Суть задания>
Можете воспроизвести дословно часть отрывка о послевоенном детстве от слов «Помню почему-то белый-белый» до слов «лучше и веселее.» включительно?

Приведённый отрывок>
И, уже стоя там, у этого самого портрета, мы почему-то точно ощущали, что в это утро от всех нас, от целого народа, хилой частью которого в то утро мы тоже, наверное, себя впервые ощутили, уходит целая эпоха, о которой, как ни странно, воспоминания остались чистые и простые.

Помню почему-то белый-белый пушистый снег, мы собираемся с отцом покупать мне к Новому году подарки, идем в ДЛТ (Дом ленинградской торговли), там в центре огромного торгового зала стоит невероятных размеров елка, пушистая, вся в огромных белоснежных комках ваты. Наверное, это не только мое детское впечатление: в те послевоенные годы казалось, что и вообще вся жизнь начинает белоснежно налаживаться и с каждым днем будет все белее, все лучше и веселее.

Помню, как дома все рядком садились у радио и слушали торжественным голосом зачитываемый Левитаном «Указ о снижении цен», и при каждой оглашаемой цифре («изделия из хлопка – на восемнадцать процентов!») изо всех родственных ртов само по себе вырывалось счастливое «А-ах!». Одновременно продолжали стоять в очередях за мукой с написанными на ладонях номерами. Меня тоже приводили «стоять»: на человека давали по три кило – получалось, я тоже уже человек, муки насыпали больше.

Вот это ощущение праздника, белизны снега, радостного убранства елки, вообще радостного убранства жизни – было столь сильным, что казалось, настоящая жизнь происходит от Нового года до Нового года и ничего, кроме радости, судьба тебе в будущем не подарит. Даже невеселые стороны жизни казались какими-то светлыми, что ли. Помню журнал «Крокодил», на обложке которого добрая русская женщина в белом халате врача вытряхивала из мусорного ведра много-много длинноволосых, неприятных, в грязных, кровавых халатах людей. Я не слишком представлял, кто эти люди и что это за «дело врачей», но от картинки веяло силой, задором, весельем, чувством справедливости. Слова «еврей» я вообще никогда до поступления во ВГИК не слышал, вплоть до той самой, знаменитой, наделавшей много шума речи Михаила Ильича Ромма в ВТО. До нее, так уж у меня складывалась жизнь, я не ведал ни про антисемитизм, ни про «еврейский вопрос». Так что, глядя на картинку в «Крокодиле», никак не отождествлял карикатурных носатых уродов с евреями – это были просто какие-то скверные, неприятные люди, от которых надо было очистить жизнь, чтобы они не пачкали белый-белый снег вечного праздника.

Записи собрания:

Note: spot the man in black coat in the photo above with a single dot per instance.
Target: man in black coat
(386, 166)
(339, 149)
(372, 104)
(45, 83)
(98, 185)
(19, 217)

Ваш ответ>
Помню почему-то белый-белый пушистый снег, мы собираемся с отцом покупать мне к Новому году подарки, идем в ДЛТ (Дом ленинградской торговли), там в центре огромного торгового зала стоит невероятных размеров елка, пушистая, вся в огромных белоснежных комках ваты. Наверное, это не только мое детское впечатление: в те послевоенные годы казалось, что и вообще вся жизнь начинает белоснежно налаживаться и с каждым днем будет все белее, все лучше и веселее.